● Excerpt provided:
-- Start --

Nick Chiarkas is the author of Weepers and Nunzio’s Way. You can find out more about him on his website, or by clicking here, see his last post here, and buy his books here.

On October 7, 2022, I was the guest on House of Mystery (NBC) with Alan Warren. Among other topics, we discussed the primary inspiration for my novels Nunzio’s Way and Weepers. I had to think about it for a while since each of my books can stand independently, but they are part of the Weepers Series. So, what was my primary inspirational thread? It was wanting to show that when I was growing up, even though life was hard and dangerous, there was still love and cohesion between families, friends, and neighbors.

I grew up in the Al Smith housing projects in the Two Bridges neighborhood on Manhattan’s Lower East Side. It was late afternoon on a sunny day in 1957. I was 13 years old and reading on a bench in the small concrete playground near my building. I was sitting on the bench-back with my feet, in PF canvas high-top sneakers, on the bench seat. That was cool. I was alone reading a Little Lulu comic book. Sylvester Green, tall, tough, and 16 years old, walked into the playground.

He asked, “Whatcha readin’, Nicky?”

-- End --

● Given problem 1:
In the excerpt, where did the author grow up?
● Given problem 2:
Retype the section of the excerpt starting at "I grew up in" and ending at "into the playground.".

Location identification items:
-- Start --

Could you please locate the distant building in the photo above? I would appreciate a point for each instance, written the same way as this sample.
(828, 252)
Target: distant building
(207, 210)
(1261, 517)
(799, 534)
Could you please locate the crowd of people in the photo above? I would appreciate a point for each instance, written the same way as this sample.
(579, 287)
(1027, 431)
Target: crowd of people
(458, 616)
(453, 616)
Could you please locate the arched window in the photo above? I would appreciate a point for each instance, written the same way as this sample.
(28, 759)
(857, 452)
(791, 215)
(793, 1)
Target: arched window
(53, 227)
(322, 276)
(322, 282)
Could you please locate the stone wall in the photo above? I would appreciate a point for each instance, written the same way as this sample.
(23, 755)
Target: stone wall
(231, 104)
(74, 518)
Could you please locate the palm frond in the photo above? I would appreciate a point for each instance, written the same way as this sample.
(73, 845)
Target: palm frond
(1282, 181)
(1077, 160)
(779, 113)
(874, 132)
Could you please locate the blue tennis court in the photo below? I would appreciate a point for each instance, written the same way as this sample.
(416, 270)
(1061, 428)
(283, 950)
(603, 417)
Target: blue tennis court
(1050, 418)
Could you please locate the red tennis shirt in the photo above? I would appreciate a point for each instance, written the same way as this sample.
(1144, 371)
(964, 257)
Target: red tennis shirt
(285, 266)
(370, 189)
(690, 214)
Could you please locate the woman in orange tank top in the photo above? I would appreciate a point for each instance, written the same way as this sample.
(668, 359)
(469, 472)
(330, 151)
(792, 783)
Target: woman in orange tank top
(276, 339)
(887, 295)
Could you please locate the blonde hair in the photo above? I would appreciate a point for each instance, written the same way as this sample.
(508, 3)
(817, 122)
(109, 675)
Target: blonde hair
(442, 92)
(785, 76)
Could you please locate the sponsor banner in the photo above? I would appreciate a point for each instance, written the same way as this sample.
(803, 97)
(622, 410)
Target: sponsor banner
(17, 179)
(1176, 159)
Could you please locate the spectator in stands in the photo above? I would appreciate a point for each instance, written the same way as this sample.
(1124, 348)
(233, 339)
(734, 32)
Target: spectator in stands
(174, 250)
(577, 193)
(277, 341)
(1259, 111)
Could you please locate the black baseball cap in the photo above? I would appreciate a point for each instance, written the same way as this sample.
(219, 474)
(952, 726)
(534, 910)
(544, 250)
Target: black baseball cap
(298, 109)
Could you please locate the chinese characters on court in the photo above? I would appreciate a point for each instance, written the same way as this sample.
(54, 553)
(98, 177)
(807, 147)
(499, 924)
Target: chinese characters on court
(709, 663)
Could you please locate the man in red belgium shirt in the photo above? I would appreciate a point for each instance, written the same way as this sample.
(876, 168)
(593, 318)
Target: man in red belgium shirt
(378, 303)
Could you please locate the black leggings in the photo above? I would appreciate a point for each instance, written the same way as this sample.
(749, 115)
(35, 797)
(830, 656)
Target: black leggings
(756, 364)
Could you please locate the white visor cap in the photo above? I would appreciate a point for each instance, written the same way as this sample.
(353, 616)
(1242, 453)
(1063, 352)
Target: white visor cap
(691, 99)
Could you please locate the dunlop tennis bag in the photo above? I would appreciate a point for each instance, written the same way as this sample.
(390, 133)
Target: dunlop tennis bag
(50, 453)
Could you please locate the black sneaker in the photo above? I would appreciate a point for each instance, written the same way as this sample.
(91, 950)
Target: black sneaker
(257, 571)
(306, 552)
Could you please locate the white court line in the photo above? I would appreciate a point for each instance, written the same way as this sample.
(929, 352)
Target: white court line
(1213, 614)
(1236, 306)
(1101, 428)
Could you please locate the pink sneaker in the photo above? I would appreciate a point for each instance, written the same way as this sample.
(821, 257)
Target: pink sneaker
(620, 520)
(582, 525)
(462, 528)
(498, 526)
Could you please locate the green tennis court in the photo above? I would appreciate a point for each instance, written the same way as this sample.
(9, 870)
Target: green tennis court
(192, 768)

-- End --

● Task output 1:
In the Al Smith housing projects in the Two Bridges neighborhood on Manhattan's Lower East Side.

● Task output 2:
I grew up in the Al Smith housing projects in the Two Bridges neighborhood on Manhattan’s Lower East Side. It was late afternoon on a sunny day in 1957. I was 13 years old and reading on a bench in the small concrete playground near my building. I was sitting on the bench-back with my feet, in PF canvas high-top sneakers, on the bench seat. That was cool. I was alone reading a Little Lulu comic book. Sylvester Green, tall, tough, and 16 years old, walked into the playground.